Work order → Word for word, restate the records that come after this.
### Exercise inputs ###
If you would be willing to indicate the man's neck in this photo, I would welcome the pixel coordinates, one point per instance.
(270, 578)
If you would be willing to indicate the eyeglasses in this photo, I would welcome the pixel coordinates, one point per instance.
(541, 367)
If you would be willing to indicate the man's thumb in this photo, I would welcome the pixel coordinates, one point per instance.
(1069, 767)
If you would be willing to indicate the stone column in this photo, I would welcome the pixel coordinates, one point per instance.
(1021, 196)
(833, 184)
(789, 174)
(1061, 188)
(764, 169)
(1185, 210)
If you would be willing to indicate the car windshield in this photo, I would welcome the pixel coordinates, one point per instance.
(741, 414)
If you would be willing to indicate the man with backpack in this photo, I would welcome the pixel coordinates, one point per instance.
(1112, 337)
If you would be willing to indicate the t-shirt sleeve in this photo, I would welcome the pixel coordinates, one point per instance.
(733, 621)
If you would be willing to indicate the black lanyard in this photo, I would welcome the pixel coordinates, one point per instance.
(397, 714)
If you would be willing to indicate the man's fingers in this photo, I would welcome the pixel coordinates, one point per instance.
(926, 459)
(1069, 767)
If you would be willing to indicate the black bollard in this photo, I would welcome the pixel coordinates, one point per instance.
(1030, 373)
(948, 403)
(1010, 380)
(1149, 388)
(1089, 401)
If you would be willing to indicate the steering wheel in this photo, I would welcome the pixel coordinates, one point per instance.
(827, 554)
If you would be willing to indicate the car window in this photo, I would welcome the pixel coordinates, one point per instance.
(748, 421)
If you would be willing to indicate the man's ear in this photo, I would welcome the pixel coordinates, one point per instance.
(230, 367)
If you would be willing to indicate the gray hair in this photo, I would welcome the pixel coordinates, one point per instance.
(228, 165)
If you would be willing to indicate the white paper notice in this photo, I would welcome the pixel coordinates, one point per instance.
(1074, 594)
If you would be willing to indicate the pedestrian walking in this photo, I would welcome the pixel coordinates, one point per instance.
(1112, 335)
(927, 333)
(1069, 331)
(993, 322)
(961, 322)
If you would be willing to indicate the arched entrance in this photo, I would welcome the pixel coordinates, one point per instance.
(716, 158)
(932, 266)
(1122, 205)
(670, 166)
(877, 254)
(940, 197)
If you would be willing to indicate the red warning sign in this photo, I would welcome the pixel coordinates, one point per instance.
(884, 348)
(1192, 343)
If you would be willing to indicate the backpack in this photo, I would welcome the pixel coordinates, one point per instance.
###
Task answer →
If you would be willing to indicate the man's neck in this photo, I would welcome the pixel coordinates, one point per instance.
(270, 578)
If you would be willing to indicate the eyeglasses in this photo, I would welcome the pixel coordinates, one point per instance.
(541, 367)
If you would be willing to indicate the man's thumb in this photo, I would welcome the pixel coordinates, one point per instance.
(1069, 767)
If you would be willing to indicate the stone column in this photo, I would welcome the pixel coordinates, one point per instance.
(1021, 196)
(833, 184)
(789, 174)
(1061, 188)
(764, 169)
(1185, 210)
If you would be willing to indicate the car windshield in this photo, I would welcome the pixel coordinates, one point per instance.
(741, 414)
If you would be willing to indicate the man with backpack in this photo, I would welcome the pixel coordinates, one point per instance.
(1112, 337)
If you would be willing to indicate the t-shirt sleeve in this photo, I would welcome the pixel coordinates, one point per instance.
(733, 621)
If you would be willing to indicate the black lanyard in this photo, I would welcome the pixel coordinates, one point per instance.
(397, 714)
If you would be willing to indicate the man's fingers in this photo, I would welcome the pixel coordinates, one point per instance.
(926, 459)
(1069, 767)
If you would be willing to indicate the black bollard in this photo, I would welcome the pixel coordinates, one point per instance.
(1030, 373)
(948, 403)
(1010, 380)
(1149, 388)
(1089, 401)
If you would be willing to indicate the steering wheel in this photo, I would welcome the pixel coordinates, one point per instance.
(827, 554)
If you would be willing to indicate the car window in this photo, I would welcome the pixel coordinates, one point per instance.
(748, 421)
If you would be willing to indicate the man's ear in this photo, I would welcome the pixel coordinates, one point per instance.
(230, 367)
If you would be willing to indicate the gray hair in this photo, I would welcome the pixel coordinates, one point per instance.
(228, 165)
If you would be willing to indicate the white paper notice in this photo, I would welcome the pixel coordinates, one point per instance.
(1074, 594)
If you would be willing to indicate the pedestrian walking in this photo, I would welcome the pixel coordinates, one point per instance.
(1112, 335)
(927, 333)
(1069, 331)
(993, 322)
(961, 322)
If you would be willing to indicate the arched entrance in this photo, I would welcome the pixel coordinates, one point per instance.
(716, 158)
(932, 266)
(1122, 205)
(670, 166)
(877, 254)
(940, 197)
If you would be willing to indicate the red warning sign in this photo, I would welcome the pixel coordinates, one point per instance.
(884, 348)
(1192, 343)
If you would be willing to indicate the backpack in this photo, I would welcome the pixel coordinates, one point per instance.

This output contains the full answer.